▶ _WHAT IS EXPECTED_: Print the lines of the data below word for word, starting at the line with "For every instance of the pile" and continuing through the end of the data.

— Start STORED RECORDS —

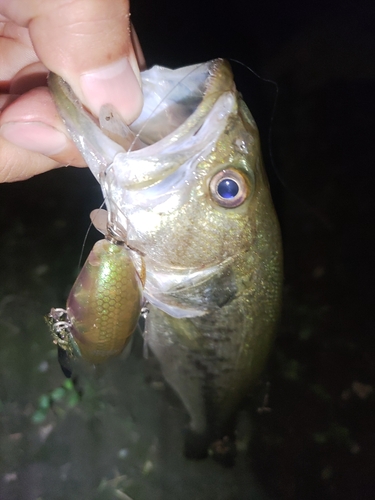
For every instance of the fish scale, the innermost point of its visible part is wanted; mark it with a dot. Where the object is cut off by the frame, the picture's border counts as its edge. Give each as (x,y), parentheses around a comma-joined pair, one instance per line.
(212,256)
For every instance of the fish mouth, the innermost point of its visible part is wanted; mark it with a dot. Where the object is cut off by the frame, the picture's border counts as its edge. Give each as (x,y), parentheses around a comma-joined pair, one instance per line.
(181,110)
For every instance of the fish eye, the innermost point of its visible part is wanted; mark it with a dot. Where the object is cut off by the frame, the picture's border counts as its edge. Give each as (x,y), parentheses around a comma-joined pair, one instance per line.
(229,188)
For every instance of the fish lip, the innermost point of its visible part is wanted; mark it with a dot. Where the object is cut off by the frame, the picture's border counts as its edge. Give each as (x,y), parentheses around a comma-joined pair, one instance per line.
(102,153)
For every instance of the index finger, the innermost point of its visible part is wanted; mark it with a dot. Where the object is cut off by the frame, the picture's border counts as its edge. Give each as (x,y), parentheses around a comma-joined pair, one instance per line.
(88,43)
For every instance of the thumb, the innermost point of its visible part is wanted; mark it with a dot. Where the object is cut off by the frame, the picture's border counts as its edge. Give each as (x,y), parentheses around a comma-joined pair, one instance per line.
(88,43)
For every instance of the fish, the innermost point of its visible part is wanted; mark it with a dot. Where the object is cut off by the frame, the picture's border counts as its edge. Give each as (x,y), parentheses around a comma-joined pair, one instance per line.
(187,183)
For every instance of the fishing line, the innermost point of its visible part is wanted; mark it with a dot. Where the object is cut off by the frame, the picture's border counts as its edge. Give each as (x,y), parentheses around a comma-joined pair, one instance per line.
(279,177)
(85,240)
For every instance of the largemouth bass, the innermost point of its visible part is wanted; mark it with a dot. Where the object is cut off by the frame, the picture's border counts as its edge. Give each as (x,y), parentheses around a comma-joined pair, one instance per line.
(187,184)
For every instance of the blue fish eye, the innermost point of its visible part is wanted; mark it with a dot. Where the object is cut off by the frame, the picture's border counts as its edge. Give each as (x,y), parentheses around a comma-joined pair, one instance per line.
(228,188)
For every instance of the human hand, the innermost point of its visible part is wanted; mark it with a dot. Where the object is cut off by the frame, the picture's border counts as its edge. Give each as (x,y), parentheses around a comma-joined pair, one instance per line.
(89,44)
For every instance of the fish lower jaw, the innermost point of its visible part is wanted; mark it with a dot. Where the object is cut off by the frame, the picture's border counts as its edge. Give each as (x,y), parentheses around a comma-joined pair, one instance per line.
(174,310)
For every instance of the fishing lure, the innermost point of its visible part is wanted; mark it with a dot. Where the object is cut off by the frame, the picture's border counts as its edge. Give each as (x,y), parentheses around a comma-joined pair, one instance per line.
(103,306)
(188,183)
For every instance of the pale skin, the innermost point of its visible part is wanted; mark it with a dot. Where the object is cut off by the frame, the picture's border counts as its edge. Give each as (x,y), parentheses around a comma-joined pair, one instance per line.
(91,44)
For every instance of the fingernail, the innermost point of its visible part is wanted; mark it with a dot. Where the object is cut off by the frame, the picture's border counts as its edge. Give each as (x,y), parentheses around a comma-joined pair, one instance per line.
(115,84)
(34,136)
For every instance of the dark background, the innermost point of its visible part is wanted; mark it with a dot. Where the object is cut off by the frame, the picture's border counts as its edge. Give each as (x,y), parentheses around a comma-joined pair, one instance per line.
(317,129)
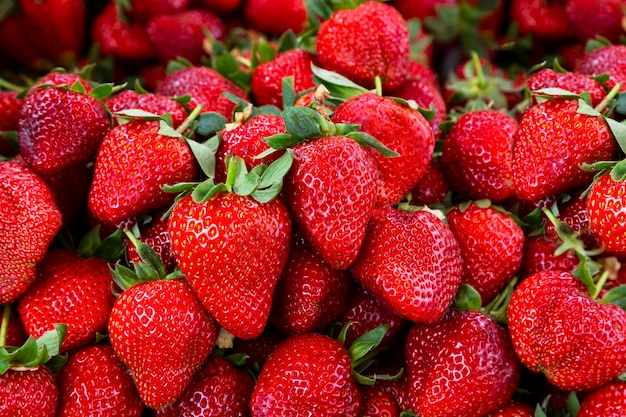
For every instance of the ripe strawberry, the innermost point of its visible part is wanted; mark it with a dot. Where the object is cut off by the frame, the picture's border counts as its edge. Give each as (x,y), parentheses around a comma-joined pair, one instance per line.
(95,382)
(310,294)
(218,389)
(383,118)
(161,331)
(59,128)
(477,155)
(33,220)
(307,374)
(261,16)
(550,163)
(71,290)
(411,261)
(491,246)
(557,329)
(365,42)
(204,86)
(133,163)
(451,376)
(181,34)
(266,84)
(605,206)
(607,401)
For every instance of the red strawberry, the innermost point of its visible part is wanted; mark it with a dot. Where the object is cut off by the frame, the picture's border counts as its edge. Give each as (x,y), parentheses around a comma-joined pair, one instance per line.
(607,401)
(33,220)
(266,84)
(383,118)
(549,162)
(605,208)
(95,382)
(133,163)
(261,16)
(307,374)
(310,294)
(71,290)
(181,34)
(218,389)
(463,365)
(411,261)
(365,42)
(59,128)
(557,329)
(477,155)
(204,86)
(161,331)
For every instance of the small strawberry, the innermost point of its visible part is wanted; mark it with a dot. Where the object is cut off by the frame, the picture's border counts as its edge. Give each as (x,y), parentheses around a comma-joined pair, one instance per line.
(218,389)
(95,382)
(559,330)
(411,261)
(369,41)
(33,220)
(462,365)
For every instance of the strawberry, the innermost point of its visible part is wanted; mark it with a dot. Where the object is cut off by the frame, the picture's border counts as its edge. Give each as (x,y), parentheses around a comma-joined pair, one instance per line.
(60,127)
(411,261)
(383,118)
(559,330)
(477,155)
(369,41)
(133,163)
(260,15)
(450,376)
(72,290)
(218,389)
(204,86)
(181,34)
(266,85)
(95,382)
(310,294)
(491,246)
(605,205)
(550,163)
(27,201)
(307,374)
(607,401)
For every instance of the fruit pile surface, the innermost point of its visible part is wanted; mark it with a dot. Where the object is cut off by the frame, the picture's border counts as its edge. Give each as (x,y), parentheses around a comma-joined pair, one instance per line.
(329,208)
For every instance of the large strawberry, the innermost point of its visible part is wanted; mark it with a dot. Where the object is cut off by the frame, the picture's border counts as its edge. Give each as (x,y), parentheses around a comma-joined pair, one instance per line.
(401,129)
(463,365)
(32,221)
(411,261)
(559,330)
(369,41)
(95,382)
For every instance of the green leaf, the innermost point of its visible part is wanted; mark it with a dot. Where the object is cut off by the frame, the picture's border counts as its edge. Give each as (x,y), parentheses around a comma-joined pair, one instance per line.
(467,298)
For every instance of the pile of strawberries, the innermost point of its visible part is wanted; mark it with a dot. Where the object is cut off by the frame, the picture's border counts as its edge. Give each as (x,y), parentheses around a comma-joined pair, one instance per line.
(313,208)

— End STORED RECORDS —

▶ _ANSWER TO THE EXERCISE_:
For every instance of the pile of strawberries, the innermost point of its visible part is wanted; mark it with a dot. Where the object is cut off by the frame, the picture's border counts as its edge. Give each as (x,y), parentheses around a comma-joined pair, one instance per line.
(313,208)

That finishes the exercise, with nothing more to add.